LATIHAN SINGKAT 1
Menurut berita tentang setoran Freeport, berapa penerimaan negara yang disumbang Freeport selama 1995-2014?

Bagi Kemenperin, Setoran Freeport ke Negara Tak Ada Nilainya

Irene Inriana | CNN Indonesia
Rabu, 02 Des 2015 11:25 WIB
Freeport disebut hanya menyumbang penerimaan negara Rp 200 triliun sejak 1995-2014, sementara industri rokok menyumbang minimal Rp 100 triliun per tahun.
Presiden Direktur Freeport Indonesia Maroef Sjamsuddin. Freeport disebut hanya menyumbang penerimaan negara Rp 200 triliun sejak 1995-2014, sementara industri rokok menyumbang minimal Rp 100 triliun per tahun. (CNN Indonesia/Safir Makki)
Jakarta, CNN Indonesia -- Kementerian Perindustrian (Kemenperin) menilai setoran PT Freeport Indonesia berupa royalti dan pajak yang dibayarkan ke negara tidak ada nilainya jika dibandingkan dengan setoran cukai dan pajak yang dibayarkan industri hasil tembakau (IHT).

Direktur Industri Makanan, Minuman dan Tembakau Kemenperin Faiz Achmad mengatakan industri ini mampu menyumbang penerimaan bagi negara lebih dari Rp 100 triliun pada 2014. Dengan kontribusi sebesar ini, wajar jika industri ini meminta perlindungan dan perhatian dari pemerintah.

ENTRI DATA
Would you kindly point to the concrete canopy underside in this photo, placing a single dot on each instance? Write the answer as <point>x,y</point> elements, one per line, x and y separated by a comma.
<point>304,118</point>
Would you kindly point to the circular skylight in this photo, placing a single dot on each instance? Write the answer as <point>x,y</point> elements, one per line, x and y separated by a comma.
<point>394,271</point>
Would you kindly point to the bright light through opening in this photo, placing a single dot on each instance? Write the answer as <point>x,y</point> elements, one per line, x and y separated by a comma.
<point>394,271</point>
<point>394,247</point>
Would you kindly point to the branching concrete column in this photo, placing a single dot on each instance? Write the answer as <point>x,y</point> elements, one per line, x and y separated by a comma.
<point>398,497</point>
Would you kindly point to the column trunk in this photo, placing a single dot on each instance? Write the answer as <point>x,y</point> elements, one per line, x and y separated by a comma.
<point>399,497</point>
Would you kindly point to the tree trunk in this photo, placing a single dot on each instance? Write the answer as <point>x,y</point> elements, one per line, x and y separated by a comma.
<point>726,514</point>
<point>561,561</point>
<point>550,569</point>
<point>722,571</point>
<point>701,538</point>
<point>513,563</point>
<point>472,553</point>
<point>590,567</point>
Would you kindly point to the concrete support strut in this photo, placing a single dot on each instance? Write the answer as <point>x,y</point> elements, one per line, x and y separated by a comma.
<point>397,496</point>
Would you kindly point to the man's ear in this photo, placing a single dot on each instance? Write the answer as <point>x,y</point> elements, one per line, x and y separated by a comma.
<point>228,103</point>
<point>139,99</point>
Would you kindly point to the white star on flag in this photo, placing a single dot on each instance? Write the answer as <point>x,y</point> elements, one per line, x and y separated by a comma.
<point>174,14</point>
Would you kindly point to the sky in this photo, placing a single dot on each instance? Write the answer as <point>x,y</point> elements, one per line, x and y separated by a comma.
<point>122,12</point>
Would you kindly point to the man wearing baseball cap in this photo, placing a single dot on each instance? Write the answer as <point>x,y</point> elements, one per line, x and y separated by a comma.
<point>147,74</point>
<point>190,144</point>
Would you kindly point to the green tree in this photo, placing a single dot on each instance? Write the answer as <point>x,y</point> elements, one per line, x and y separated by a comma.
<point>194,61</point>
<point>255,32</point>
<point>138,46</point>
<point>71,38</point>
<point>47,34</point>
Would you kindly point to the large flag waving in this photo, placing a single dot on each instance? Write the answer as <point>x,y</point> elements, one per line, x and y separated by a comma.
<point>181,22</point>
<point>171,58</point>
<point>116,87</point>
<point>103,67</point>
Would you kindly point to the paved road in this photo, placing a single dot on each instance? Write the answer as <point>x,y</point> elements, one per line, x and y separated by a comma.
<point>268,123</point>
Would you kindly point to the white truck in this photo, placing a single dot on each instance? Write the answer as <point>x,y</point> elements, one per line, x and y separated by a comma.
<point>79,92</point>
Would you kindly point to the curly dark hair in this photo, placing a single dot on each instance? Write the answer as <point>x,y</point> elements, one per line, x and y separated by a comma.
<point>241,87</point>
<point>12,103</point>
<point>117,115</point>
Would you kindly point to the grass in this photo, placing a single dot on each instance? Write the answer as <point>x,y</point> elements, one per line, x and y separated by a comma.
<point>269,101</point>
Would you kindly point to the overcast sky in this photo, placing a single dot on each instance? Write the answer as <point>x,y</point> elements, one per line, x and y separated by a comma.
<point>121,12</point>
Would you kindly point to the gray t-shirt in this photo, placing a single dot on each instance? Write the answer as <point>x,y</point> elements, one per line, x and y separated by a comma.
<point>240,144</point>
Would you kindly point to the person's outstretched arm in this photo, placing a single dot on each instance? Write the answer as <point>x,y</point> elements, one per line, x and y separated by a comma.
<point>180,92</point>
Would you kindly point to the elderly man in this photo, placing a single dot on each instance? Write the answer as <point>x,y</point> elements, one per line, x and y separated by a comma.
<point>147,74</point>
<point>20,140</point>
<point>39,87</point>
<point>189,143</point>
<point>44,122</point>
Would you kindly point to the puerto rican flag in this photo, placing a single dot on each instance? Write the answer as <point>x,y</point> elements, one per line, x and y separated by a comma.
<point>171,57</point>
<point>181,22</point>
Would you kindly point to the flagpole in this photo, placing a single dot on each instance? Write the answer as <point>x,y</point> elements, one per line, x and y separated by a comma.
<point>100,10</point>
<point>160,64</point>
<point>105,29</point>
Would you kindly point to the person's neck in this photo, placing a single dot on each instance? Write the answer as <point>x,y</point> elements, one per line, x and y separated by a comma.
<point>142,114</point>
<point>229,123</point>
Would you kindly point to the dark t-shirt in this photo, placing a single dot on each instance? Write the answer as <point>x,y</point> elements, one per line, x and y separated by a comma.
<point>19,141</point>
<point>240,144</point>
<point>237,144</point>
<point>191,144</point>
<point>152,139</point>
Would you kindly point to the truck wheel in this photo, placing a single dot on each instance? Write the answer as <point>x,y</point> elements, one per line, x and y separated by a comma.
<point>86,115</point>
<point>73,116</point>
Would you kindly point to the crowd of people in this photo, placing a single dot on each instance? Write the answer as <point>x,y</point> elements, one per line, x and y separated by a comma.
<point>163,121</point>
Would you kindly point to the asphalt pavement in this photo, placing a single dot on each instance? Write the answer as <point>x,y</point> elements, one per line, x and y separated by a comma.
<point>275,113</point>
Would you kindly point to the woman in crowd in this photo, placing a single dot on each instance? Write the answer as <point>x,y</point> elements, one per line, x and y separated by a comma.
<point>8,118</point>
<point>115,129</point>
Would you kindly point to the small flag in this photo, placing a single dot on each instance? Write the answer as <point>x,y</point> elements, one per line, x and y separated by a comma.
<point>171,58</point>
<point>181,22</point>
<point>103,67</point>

LATIHAN SINGKAT 2
Di baris-baris data, ambil bagian yang dimulai dari baris berisi "Would you kindly point to the green" sampai baris berisi "<point>47,34</point>". Tulis ulang bagian itu saja dengan mengganti "green tree" menjadi "tall tree", tanpa mengubah hal lain.

JAWABAN TUGAS 1
Rp 200 triliun.

JAWABAN TUGAS 2
Would you kindly point to the tall tree in this photo, placing a single dot on each instance? Write the answer as <point>x,y</point> elements, one per line, x and y separated by a comma.
<point>194,61</point>
<point>255,32</point>
<point>138,46</point>
<point>71,38</point>
<point>47,34</point>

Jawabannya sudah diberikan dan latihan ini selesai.